## TEXT PASSAGE
++++

Friday, December 6, 2013

Remembering Pearl Harbor

Every year I do a tribute to the Men and Women who died or were wounded at Pearl Harbor on December 7th 1941.

In the past I have used many pictures to express the time, I will again use pictures but I will also attempt to look at why The United States was so unprepared to deal with what happened at Pearl Harbor.  

When the First World War ended in 1918, the people of the United States, Great Britain and France all swore that they would never be drawn into a war like this again.  Both France and Great Britain made this acclamation because so many  of their young men died in the war.

The United States had been an isolationist nation before the First World War and fell back into this mindset after the war,

Although the Military attempted to build up its' base of weapons, from 1918 to nearly 1934 the aircraft in all branches of the armed forces remained the twin wing aircraft of the past war.  It was in 1934 that the first monoplane design came onto the scene, but until 1937 most aircraft were still twin wing biplane design.

In 1934 the pacifist and isolationist movement in the United States was reassured that NAZI Germany posed no threat to this nation by one Charles Lindberg.

++++

## GIVEN INFORMATION
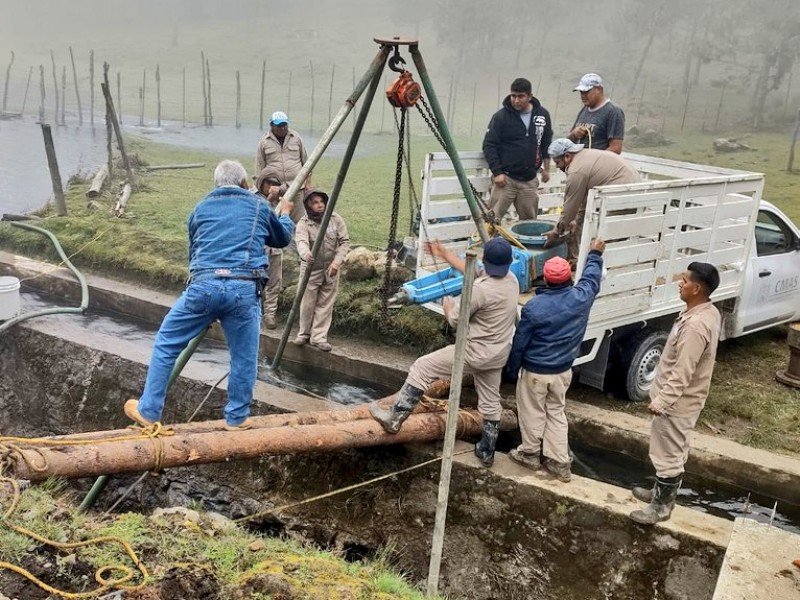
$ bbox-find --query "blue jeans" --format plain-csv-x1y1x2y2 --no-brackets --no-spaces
139,278,261,425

++++

## WHAT IS ASKED
Reproduce, word for word, the part of the Pearl Harbor text that opens with the words containing "Although the Military" and closes with "wing biplane design.".

## EXPECTED OUTPUT
Although the Military attempted to build up its' base of weapons, from 1918 to nearly 1934 the aircraft in all branches of the armed forces remained the twin wing aircraft of the past war.  It was in 1934 that the first monoplane design came onto the scene, but until 1937 most aircraft were still twin wing biplane design.